Texte de lecture:
II.2.4. La personne handicapée en milieu rural

II.2.4.1. Insertion socioprofessionnelle de la personne handicapée

Même s'il n'a jamais été nulle part facile d'être handicapé, la personne handicapée en milieu rural congolais est intégrée dans la société traditionnelle. Il convient de souligner que l'auteur du présent travail est lui-même né au village, y est resté jusqu'à douze ans et n'a jamais cessé d'y retourner souvent.

La personne en situation de handicaps ne vit pas dans un "monde" à part, elle appartient à un clan ou à un village au sein duquel elle participe à toutes les activités suivant ses possibilités. Les autres membres de la communauté villageoise lui sont solidaires en lui épargnant des tâches qui lui sont impossibles à réaliser.

Entrées présentées:
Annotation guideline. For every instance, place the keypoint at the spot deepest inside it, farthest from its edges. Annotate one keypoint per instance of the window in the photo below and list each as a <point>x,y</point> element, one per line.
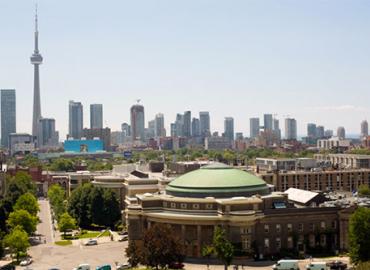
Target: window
<point>290,242</point>
<point>278,228</point>
<point>209,206</point>
<point>245,230</point>
<point>278,243</point>
<point>267,243</point>
<point>323,225</point>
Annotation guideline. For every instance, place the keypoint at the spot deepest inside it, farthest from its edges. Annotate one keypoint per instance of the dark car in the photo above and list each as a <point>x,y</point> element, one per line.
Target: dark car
<point>337,265</point>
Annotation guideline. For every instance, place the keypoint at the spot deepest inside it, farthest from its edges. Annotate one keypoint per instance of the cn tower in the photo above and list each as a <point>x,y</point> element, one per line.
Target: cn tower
<point>36,61</point>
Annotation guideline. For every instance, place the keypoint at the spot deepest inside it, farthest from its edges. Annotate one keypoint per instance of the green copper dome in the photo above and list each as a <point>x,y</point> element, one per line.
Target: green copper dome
<point>217,180</point>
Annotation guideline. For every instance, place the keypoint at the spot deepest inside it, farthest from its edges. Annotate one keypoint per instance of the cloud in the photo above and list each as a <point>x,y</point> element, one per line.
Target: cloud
<point>339,108</point>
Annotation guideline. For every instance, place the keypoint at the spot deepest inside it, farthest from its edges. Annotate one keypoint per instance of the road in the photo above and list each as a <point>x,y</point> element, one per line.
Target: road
<point>45,226</point>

Consigne 1:
Recopiez le texte sur la personne handicapée en milieu rural de « Même s'il n'a » à « d'y retourner souvent. », en renommant « société traditionnelle » en « communauté coutumière ».
Consigne 2:
Indiquez si chacune des affirmations suivantes concorde avec le texte sur la personne handicapée en milieu rural, en répondant par oui ou par non et en citant les mots décisifs du texte. (a) L'auteur n'est plus jamais retourné au village après l'avoir quitté. (b) La personne handicapée prend part aux activités de son clan ou de son village selon ses possibilités. (c) Les autres membres de la communauté lui confient toutes les tâches sans distinction.
Les entrées forment un ensemble distinct du texte sur la personne handicapée en milieu rural.

Espace réponse 1:
Même s'il n'a jamais été nulle part facile d'être handicapé, la personne handicapée en milieu rural congolais est intégrée dans la communauté coutumière. Il convient de souligner que l'auteur du présent travail est lui-même né au village, y est resté jusqu'à douze ans et n'a jamais cessé d'y retourner souvent.

Espace réponse 2:
(a) Non : « n'a jamais cessé d'y retourner souvent ».
(b) Oui : « elle participe à toutes les activités suivant ses possibilités ».
(c) Non : « en lui épargnant des tâches qui lui sont impossibles à réaliser ».